Region pointing data:
####################

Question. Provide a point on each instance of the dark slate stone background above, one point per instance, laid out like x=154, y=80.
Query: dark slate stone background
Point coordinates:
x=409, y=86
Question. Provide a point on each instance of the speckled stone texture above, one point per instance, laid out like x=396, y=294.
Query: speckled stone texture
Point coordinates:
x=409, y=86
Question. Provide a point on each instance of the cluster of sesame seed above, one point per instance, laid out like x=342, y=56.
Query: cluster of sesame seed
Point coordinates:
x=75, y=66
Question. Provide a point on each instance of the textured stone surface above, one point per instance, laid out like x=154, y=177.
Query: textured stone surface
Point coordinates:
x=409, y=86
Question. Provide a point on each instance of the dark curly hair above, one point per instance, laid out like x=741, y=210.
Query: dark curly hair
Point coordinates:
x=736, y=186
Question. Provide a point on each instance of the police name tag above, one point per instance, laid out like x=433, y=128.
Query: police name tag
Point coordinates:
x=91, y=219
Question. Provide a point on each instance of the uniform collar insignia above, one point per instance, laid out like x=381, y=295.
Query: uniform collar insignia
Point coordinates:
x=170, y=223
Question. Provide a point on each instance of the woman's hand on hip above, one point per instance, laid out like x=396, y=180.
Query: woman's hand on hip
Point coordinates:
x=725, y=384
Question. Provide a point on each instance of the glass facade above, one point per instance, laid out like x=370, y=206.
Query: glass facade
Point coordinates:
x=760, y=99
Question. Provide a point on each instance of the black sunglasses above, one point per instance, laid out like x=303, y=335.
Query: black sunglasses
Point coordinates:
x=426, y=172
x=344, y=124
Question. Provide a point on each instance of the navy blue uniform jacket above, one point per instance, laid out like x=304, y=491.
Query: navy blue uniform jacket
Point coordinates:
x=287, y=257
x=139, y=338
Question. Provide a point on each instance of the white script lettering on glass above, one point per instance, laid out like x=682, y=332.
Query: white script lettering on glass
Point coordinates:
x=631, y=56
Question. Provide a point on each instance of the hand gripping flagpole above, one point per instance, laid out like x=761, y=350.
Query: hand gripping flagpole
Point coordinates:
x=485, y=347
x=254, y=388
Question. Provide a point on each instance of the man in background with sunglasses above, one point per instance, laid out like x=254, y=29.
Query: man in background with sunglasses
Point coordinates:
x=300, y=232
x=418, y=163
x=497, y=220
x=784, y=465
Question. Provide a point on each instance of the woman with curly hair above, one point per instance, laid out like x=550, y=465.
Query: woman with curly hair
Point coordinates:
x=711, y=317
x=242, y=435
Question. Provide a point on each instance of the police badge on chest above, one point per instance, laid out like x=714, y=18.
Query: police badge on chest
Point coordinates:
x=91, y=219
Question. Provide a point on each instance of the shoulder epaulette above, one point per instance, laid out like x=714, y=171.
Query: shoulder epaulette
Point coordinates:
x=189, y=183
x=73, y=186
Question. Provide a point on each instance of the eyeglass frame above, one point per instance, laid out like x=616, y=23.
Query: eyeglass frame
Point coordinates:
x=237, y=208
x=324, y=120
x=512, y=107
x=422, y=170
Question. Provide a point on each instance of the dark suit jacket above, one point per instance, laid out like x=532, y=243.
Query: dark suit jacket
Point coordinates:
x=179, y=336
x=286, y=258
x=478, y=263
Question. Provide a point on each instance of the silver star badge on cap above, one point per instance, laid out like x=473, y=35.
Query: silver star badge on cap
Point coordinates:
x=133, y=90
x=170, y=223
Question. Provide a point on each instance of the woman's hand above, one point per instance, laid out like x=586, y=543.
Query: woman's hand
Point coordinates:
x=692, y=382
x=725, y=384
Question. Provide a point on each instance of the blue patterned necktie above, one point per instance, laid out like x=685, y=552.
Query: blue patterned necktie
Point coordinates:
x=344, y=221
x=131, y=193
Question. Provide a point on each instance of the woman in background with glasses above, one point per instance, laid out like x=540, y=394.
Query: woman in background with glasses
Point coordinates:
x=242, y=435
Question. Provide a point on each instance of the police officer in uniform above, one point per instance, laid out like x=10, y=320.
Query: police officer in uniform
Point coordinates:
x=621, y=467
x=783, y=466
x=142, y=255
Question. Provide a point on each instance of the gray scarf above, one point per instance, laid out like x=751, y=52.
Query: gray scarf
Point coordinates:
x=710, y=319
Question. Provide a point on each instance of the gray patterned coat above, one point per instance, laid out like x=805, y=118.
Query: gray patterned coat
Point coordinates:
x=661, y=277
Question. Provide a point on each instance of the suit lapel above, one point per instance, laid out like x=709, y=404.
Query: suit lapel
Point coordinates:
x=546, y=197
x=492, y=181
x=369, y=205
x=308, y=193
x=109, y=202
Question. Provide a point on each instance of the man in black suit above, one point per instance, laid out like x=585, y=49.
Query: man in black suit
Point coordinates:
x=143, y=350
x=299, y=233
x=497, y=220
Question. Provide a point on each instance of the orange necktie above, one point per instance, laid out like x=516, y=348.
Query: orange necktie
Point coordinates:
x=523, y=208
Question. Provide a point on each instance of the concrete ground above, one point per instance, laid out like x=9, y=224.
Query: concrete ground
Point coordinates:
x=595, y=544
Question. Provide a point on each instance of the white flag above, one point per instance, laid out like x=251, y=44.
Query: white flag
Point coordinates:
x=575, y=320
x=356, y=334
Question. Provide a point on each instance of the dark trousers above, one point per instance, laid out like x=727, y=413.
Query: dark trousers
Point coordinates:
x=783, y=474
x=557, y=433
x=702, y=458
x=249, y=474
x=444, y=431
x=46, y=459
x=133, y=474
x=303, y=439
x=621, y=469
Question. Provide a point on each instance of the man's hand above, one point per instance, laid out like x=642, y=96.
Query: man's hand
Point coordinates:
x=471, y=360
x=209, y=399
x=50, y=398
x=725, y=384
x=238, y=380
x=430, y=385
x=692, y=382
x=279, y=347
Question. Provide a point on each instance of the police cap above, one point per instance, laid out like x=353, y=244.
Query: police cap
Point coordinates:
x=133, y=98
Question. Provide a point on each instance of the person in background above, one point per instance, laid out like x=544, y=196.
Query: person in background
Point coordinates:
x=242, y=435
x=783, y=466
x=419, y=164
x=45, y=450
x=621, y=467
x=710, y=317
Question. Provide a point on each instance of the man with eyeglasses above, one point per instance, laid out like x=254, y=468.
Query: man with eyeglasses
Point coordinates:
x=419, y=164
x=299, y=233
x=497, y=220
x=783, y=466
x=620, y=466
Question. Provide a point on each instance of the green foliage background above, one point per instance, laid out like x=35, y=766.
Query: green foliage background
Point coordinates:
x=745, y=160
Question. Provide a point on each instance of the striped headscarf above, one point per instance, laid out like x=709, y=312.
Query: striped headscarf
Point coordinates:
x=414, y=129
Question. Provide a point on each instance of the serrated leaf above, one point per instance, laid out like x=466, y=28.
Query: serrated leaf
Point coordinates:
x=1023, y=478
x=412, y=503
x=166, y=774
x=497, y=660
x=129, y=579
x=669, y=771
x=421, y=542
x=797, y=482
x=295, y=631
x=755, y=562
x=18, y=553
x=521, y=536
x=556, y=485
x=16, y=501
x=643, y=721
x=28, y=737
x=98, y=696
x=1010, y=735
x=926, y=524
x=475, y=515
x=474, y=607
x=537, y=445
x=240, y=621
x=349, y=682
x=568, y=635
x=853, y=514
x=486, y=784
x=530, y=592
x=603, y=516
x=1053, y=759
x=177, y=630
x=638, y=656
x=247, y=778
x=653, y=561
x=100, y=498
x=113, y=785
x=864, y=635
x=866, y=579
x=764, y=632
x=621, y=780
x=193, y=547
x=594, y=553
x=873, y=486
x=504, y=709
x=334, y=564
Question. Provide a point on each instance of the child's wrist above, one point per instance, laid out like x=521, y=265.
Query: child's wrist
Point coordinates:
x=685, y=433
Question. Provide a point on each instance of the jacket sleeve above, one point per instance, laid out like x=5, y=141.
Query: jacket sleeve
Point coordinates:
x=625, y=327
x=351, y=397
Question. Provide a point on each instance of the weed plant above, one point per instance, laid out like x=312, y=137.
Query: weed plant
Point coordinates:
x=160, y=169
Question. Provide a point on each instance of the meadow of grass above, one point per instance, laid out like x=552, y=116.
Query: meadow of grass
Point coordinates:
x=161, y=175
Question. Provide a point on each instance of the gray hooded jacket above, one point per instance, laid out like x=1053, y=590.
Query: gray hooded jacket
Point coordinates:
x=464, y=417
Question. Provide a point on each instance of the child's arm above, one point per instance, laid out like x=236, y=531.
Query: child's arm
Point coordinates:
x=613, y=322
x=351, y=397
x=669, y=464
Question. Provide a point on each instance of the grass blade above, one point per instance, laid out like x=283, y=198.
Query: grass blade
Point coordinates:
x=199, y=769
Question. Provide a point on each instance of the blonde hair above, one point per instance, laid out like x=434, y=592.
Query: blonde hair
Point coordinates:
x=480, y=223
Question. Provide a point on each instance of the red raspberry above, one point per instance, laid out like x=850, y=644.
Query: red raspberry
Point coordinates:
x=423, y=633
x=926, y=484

####################

WORK REQUEST → Each line from the top of the records down to the one with "like x=396, y=180." must be retyped exactly; include both ends and nothing else.

TASK ANSWER →
Question. Provide a point on each instance of the dark slate stone background above, one point per instance, laid out like x=154, y=80.
Query: dark slate stone background
Point coordinates:
x=409, y=86
Question. Provide a point on each instance of the speckled stone texture above, one point per instance, laid out like x=396, y=294.
Query: speckled stone texture
Point coordinates:
x=409, y=86
Question. Provide a point on each instance of the cluster of sesame seed above, one point per instance, laid out like x=342, y=56.
Query: cluster of sesame seed
Point coordinates:
x=75, y=66
Question. Provide a point on each instance of the textured stone surface above, one point per instance, laid out like x=154, y=177.
Query: textured stone surface
Point coordinates:
x=409, y=86
Question. Provide a point on each instance of the dark curly hair above, one point per instance, laid out like x=741, y=210.
Query: dark curly hair
Point coordinates:
x=736, y=186
Question. Provide a point on each instance of the police name tag above, one point per instance, laid out like x=433, y=128.
Query: police name tag
Point coordinates:
x=91, y=219
Question. Provide a point on each instance of the uniform collar insignia above, one point per instance, laid out like x=381, y=295.
Query: uniform collar insignia
Point coordinates:
x=170, y=223
Question. Provide a point on each instance of the woman's hand on hip above, one point per instance, laid out like x=396, y=180.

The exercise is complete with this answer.